* BEGIN MATERIAL *

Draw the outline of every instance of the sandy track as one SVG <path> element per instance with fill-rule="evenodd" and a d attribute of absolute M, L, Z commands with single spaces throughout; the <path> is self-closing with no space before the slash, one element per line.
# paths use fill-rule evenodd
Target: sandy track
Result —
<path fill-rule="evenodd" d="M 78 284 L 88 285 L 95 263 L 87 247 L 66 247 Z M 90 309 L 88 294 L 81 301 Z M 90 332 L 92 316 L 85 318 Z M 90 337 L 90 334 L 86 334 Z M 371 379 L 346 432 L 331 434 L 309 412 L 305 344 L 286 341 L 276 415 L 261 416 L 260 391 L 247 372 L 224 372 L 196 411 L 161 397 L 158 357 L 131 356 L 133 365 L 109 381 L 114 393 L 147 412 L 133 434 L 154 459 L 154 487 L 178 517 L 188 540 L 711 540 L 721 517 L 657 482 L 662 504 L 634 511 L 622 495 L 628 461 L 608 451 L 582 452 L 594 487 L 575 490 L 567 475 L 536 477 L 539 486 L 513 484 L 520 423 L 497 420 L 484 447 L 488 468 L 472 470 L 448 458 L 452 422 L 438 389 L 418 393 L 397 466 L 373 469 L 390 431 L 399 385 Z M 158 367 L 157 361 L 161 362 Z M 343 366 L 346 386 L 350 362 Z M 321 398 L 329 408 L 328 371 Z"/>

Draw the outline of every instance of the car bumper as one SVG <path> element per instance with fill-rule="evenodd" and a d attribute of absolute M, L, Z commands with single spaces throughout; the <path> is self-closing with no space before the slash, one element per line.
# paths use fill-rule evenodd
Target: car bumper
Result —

* END MATERIAL *

## EXERCISE GOAL
Extract each record, keeping it identical to the original.

## SOLUTION
Draw the outline of every instance of the sandy track as one SVG <path> element per instance with fill-rule="evenodd" and a d attribute of absolute M, L, Z commands with single spaces throughout; the <path> is self-closing with no space before the slash, one element per line.
# paths use fill-rule evenodd
Target: sandy track
Result —
<path fill-rule="evenodd" d="M 78 284 L 88 285 L 95 263 L 87 247 L 66 247 Z M 90 309 L 88 294 L 81 301 Z M 90 332 L 92 316 L 85 318 Z M 90 337 L 90 334 L 86 334 Z M 371 379 L 346 432 L 331 434 L 309 412 L 305 344 L 286 341 L 276 415 L 261 416 L 260 391 L 247 372 L 224 372 L 196 411 L 161 397 L 158 357 L 131 356 L 133 365 L 109 381 L 114 393 L 147 412 L 133 434 L 154 459 L 154 487 L 178 517 L 188 540 L 711 540 L 721 517 L 657 482 L 662 504 L 634 511 L 622 495 L 628 461 L 608 451 L 582 452 L 594 487 L 575 490 L 567 475 L 536 477 L 539 486 L 513 484 L 520 423 L 497 420 L 484 447 L 488 468 L 472 470 L 448 458 L 452 422 L 438 389 L 418 393 L 397 466 L 373 469 L 390 431 L 399 385 Z M 158 367 L 157 361 L 161 362 Z M 343 366 L 346 386 L 350 362 Z M 321 398 L 329 408 L 328 371 Z"/>

Draw the outline of every instance of the car bumper as one SVG <path> element per instance with fill-rule="evenodd" and a d attribute of absolute M, L, Z commands with single spaces throughout; the <path> is self-closing with no space before the slash, one element per line.
# paths use fill-rule evenodd
Target: car bumper
Result —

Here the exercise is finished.